Set problem:
Can you copy the lines from the start of the entries through the line containing "top-left (80, 26), bottom-right (167, 94)", inclusive, reproducing them word for word and leaving out the pictures?

Information supplied:
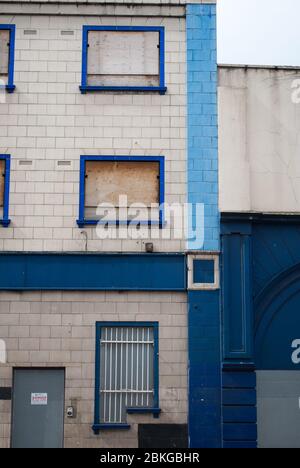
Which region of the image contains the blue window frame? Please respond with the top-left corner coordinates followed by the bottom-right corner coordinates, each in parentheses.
top-left (77, 156), bottom-right (165, 228)
top-left (0, 154), bottom-right (10, 227)
top-left (92, 322), bottom-right (161, 434)
top-left (80, 26), bottom-right (167, 94)
top-left (0, 24), bottom-right (16, 93)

Reply:
Which region of the image contains the blue window frame? Please respond with the top-left corner coordinates followed by the bottom-right corner coordinates, each in parentheses.
top-left (77, 156), bottom-right (165, 228)
top-left (0, 154), bottom-right (10, 227)
top-left (92, 322), bottom-right (161, 434)
top-left (80, 26), bottom-right (167, 94)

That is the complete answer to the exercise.